Questions:
a – Duplicate word for word the part of the article on PDF upload errors below, starting with "<native.encoding>ANSI_X3.4-1968</native.encoding>" and going on through "UTF-8 as required.".
b – For each statement, say whether the article on PDF upload errors below agrees with it, answering yes or no and quoting the words that decide it. (i) The article gives Java 17 as the environment. (ii) Setting the LANG=en_US.UTF-8 variable makes Java use UTF-8. (iii) The solution includes restarting the application.

Given passage:
————————
Uploading PDFs containing different Unicode Prime symbols results in "Malformed input or input contains unmappable characters" errors
Platform Notice: Data Center - This article applies to Atlassian products on the Data Center platform.
Note that this knowledge base article was created for the Data Center version of the product. Data Center knowledge base articles for non-Data Center-specific features may also work for Server versions of the product, however they have not been tested. Support for Server* products ended on February 15th 2024. If you are running a Server product, you can visit the Atlassian Server end of support announcement to review your migration options.
*Except Fisheye and Crucible
Summary
Uploading PDFs containing different Unicode Prime symbols results in "Malformed input or input contains unmappable characters" errors
Environment
Java 17
Diagnosis
When attaching/uploading PDFs containing Unicode Prime symbols (e.g: ' `→) and saving the page, it shows a pink error rectangle with the following error message:
Error rendering macro 'view-file' Malformed input or input contains unmappable characters: <FILE-NAME>
Cause
Java is pulling the wrong encoding (ANSI_X3.4-1968) even with the LANG=en_US.UTF-8 setup:
<java-runtime-environment>
<confluence.child-macro.max-depth>4</confluence.child-macro.max-depth>
<java.specification.version>17</java.specification.version>
<sun.jnu.encoding>ANSI_X3.4-1968</sun.jnu.encoding>
...
<file.encoding>ANSI_X3.4-1968</file.encoding>
...
<native.encoding>ANSI_X3.4-1968</native.encoding>
Background
Similar to Bitbucket KB: Accented or extended UTF-8 characters cause "Malformed input or input contains unmappable characters" error
To make the solution persistent, we apply the setup differently in Confluence to Java 17 by using the LC_ALL= variable. If we use the LANG= setup, Java will rollback the change soon after exporting the variable:
When we try to use the LANG=en_US.UTF-8 variable, Java seems to ignore the configuration so it doesn't work:
@HKGGFCQWPG java % export LANG=en_US.UTF-8
@HKGGFCQWPG java % java getcharset.java
Default Charset: US-ASCII
Default Charset by InputStreamReader: ASCII
Default Charset: US-ASCII
On the other hand when using the LC_ALL=en_US.UTF-8 variable, we see Java persistently using the UTF-8 as required.
@HKGGFCQWPG java % export LC_ALL=en_US.UTF-8
@HKGGFCQWPG java % java getcharset.java
Default Charset: UTF-8
Default Charset by InputStreamReader: UTF8
Default Charset: UTF-8
Solution
Setting up the LC_ALL=en_US.UTF-8 variable in setenv.sh file or in the user profile that runs Confluence. Restart the application.
————————
Dataset excerpts:
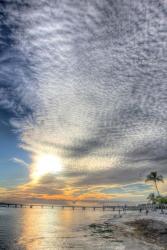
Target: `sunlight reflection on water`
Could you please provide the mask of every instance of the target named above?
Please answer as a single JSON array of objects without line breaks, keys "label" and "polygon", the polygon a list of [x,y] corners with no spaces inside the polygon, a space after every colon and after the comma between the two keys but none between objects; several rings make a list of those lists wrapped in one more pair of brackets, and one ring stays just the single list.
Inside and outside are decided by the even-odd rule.
[{"label": "sunlight reflection on water", "polygon": [[0,208],[0,249],[116,249],[88,230],[102,215],[69,208]]}]

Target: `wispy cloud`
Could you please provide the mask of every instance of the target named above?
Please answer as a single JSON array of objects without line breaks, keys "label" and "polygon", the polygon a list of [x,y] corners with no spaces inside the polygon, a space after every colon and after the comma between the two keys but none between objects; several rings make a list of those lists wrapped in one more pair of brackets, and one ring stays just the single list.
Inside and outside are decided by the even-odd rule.
[{"label": "wispy cloud", "polygon": [[0,105],[21,147],[88,171],[80,186],[166,175],[165,1],[0,5]]},{"label": "wispy cloud", "polygon": [[28,166],[29,166],[29,164],[28,164],[27,162],[25,162],[24,160],[22,160],[22,159],[20,159],[20,158],[13,157],[11,160],[12,160],[13,162],[15,162],[15,163],[18,163],[18,164],[22,165],[22,166],[25,166],[25,167],[28,167]]}]

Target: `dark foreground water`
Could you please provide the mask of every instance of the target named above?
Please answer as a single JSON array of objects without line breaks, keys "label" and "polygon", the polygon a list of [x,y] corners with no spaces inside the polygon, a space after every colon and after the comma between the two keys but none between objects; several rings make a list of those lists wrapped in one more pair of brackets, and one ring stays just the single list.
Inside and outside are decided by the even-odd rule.
[{"label": "dark foreground water", "polygon": [[92,210],[0,208],[0,249],[123,249],[92,235],[88,225],[111,212]]}]

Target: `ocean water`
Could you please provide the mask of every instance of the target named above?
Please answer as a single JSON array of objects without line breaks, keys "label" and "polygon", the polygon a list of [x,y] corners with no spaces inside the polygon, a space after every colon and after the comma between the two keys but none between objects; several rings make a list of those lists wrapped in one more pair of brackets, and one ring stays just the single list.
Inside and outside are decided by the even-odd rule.
[{"label": "ocean water", "polygon": [[91,223],[112,212],[70,208],[0,208],[1,250],[124,249],[94,235]]}]

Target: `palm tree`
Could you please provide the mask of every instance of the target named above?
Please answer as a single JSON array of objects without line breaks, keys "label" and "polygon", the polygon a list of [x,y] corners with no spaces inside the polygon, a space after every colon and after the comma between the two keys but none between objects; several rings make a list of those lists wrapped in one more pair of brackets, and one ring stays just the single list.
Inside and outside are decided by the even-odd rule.
[{"label": "palm tree", "polygon": [[147,197],[147,199],[148,199],[149,201],[151,201],[152,204],[155,204],[155,203],[156,203],[156,196],[155,196],[154,193],[149,194],[149,196]]},{"label": "palm tree", "polygon": [[153,182],[155,185],[155,188],[157,190],[158,196],[160,196],[159,190],[158,190],[158,185],[157,182],[164,182],[163,180],[163,176],[162,175],[158,175],[158,173],[156,171],[151,172],[149,175],[147,175],[147,178],[145,180],[145,182]]}]

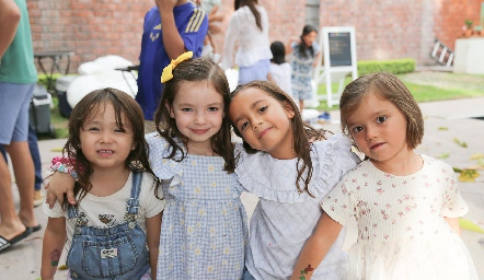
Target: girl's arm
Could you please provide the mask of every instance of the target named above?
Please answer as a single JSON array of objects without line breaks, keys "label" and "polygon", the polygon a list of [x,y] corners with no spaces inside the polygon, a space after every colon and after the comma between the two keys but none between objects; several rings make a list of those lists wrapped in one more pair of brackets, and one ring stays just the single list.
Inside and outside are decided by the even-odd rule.
[{"label": "girl's arm", "polygon": [[157,279],[158,252],[160,246],[161,220],[163,212],[147,218],[147,244],[150,252],[151,279]]},{"label": "girl's arm", "polygon": [[454,233],[457,233],[458,235],[461,235],[461,228],[459,225],[459,218],[443,217],[443,219],[446,219],[447,223],[450,225],[450,229],[452,229],[452,231]]},{"label": "girl's arm", "polygon": [[311,279],[314,269],[320,265],[336,241],[343,225],[331,219],[326,213],[320,218],[314,233],[306,242],[292,271],[291,280]]},{"label": "girl's arm", "polygon": [[77,203],[74,198],[74,178],[68,173],[64,172],[54,172],[50,177],[50,182],[45,186],[47,189],[47,198],[46,202],[49,203],[49,208],[51,209],[56,203],[56,200],[59,203],[64,202],[64,195],[67,195],[67,200],[70,205],[74,206]]},{"label": "girl's arm", "polygon": [[66,219],[49,218],[42,246],[41,277],[43,280],[54,279],[66,243]]}]

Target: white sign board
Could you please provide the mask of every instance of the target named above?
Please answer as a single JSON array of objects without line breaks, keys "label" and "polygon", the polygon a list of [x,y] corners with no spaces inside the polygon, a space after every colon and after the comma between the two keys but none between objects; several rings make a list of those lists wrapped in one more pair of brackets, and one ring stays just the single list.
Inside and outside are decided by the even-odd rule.
[{"label": "white sign board", "polygon": [[[326,96],[319,96],[319,98],[326,100],[327,106],[331,108],[338,104],[345,77],[352,73],[353,80],[358,78],[355,27],[322,27],[320,46],[323,46],[324,66],[320,61],[314,71],[315,89],[320,83],[326,83]],[[333,82],[338,83],[338,90],[335,93],[333,93]]]}]

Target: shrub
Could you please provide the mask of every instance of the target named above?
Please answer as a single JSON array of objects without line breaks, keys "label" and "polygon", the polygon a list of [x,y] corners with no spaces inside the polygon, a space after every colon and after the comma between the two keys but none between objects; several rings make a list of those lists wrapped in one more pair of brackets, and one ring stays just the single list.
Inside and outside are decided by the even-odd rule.
[{"label": "shrub", "polygon": [[383,61],[367,60],[358,61],[358,75],[374,73],[374,72],[390,72],[393,74],[411,73],[415,71],[415,59],[391,59]]}]

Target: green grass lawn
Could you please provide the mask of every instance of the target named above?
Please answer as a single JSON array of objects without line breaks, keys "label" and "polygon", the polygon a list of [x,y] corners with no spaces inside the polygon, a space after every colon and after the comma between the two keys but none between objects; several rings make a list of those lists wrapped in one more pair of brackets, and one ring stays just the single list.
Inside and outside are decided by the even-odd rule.
[{"label": "green grass lawn", "polygon": [[[456,100],[465,97],[484,96],[484,75],[453,74],[448,72],[435,73],[410,73],[397,75],[408,88],[417,102]],[[345,85],[352,82],[352,78],[345,79]],[[333,92],[337,91],[338,84],[333,83]],[[326,95],[326,84],[318,86],[318,95]],[[329,108],[326,101],[320,101],[319,110],[335,110],[339,106]]]}]

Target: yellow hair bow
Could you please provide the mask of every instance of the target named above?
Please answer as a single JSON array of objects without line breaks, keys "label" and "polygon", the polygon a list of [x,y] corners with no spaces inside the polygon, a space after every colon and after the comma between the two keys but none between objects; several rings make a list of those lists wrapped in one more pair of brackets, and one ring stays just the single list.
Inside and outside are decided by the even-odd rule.
[{"label": "yellow hair bow", "polygon": [[163,69],[163,73],[161,73],[161,82],[165,83],[168,81],[170,81],[173,78],[173,69],[175,69],[175,67],[185,61],[188,60],[193,57],[193,51],[186,51],[182,55],[180,55],[176,59],[172,59],[172,61],[170,62],[170,65],[168,65],[164,69]]}]

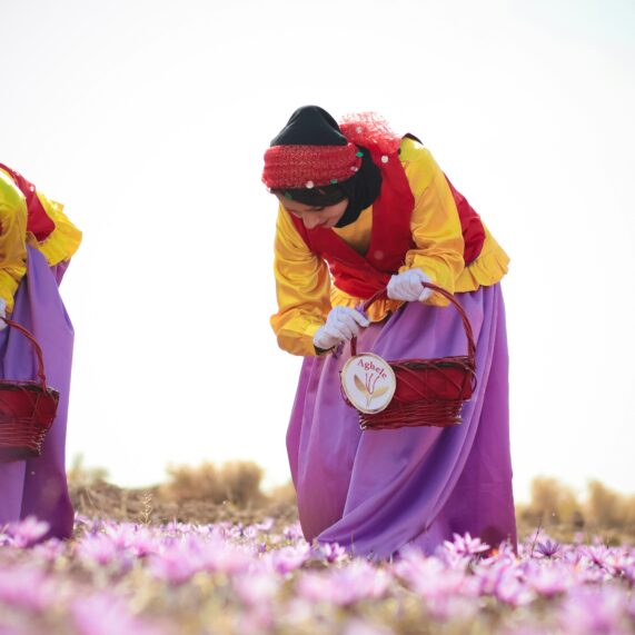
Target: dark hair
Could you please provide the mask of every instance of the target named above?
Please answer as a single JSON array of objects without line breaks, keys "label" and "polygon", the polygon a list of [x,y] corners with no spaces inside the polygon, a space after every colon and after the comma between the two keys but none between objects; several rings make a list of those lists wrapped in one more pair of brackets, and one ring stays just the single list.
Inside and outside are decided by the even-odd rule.
[{"label": "dark hair", "polygon": [[317,188],[298,188],[298,189],[271,189],[271,194],[279,195],[282,198],[301,202],[302,205],[311,205],[316,207],[328,207],[341,202],[346,198],[346,192],[337,185],[323,186]]}]

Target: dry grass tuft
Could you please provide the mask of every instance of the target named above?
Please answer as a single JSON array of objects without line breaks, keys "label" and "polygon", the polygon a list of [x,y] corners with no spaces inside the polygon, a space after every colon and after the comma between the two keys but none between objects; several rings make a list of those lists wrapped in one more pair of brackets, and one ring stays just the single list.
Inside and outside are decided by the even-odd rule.
[{"label": "dry grass tuft", "polygon": [[160,488],[167,500],[229,502],[237,506],[260,505],[260,484],[265,470],[255,463],[235,460],[216,466],[204,463],[198,467],[169,466],[169,480]]}]

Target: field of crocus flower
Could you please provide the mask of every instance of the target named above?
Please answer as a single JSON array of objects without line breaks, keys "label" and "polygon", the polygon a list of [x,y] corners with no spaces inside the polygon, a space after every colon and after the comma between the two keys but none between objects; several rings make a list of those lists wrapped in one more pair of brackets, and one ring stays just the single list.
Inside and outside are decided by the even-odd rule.
[{"label": "field of crocus flower", "polygon": [[599,538],[535,532],[515,554],[455,536],[377,564],[266,517],[46,530],[0,528],[1,635],[635,633],[635,548]]}]

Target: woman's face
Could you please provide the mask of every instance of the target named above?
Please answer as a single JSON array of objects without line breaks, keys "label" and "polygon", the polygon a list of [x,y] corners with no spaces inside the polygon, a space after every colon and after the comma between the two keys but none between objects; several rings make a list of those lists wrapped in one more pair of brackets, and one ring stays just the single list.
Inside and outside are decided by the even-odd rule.
[{"label": "woman's face", "polygon": [[348,199],[345,198],[335,205],[319,207],[314,205],[304,205],[295,200],[289,200],[281,195],[276,195],[282,207],[299,218],[307,229],[314,227],[330,228],[337,225],[337,221],[344,216],[348,206]]}]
————————
Answers:
a –
<native.encoding>ANSI_X3.4-1968</native.encoding>
Background
Similar to Bitbucket KB: Accented or extended UTF-8 characters cause "Malformed input or input contains unmappable characters" error
To make the solution persistent, we apply the setup differently in Confluence to Java 17 by using the LC_ALL= variable. If we use the LANG= setup, Java will rollback the change soon after exporting the variable:
When we try to use the LANG=en_US.UTF-8 variable, Java seems to ignore the configuration so it doesn't work:
@HKGGFCQWPG java % export LANG=en_US.UTF-8
@HKGGFCQWPG java % java getcharset.java
Default Charset: US-ASCII
Default Charset by InputStreamReader: ASCII
Default Charset: US-ASCII
On the other hand when using the LC_ALL=en_US.UTF-8 variable, we see Java persistently using the UTF-8 as required.

b –
(i) Yes: "Java 17"
(ii) No: "When we try to use the LANG=en_US.UTF-8 variable, Java seems to ignore the configuration so it doesn't work"
(iii) Yes: "Restart the application."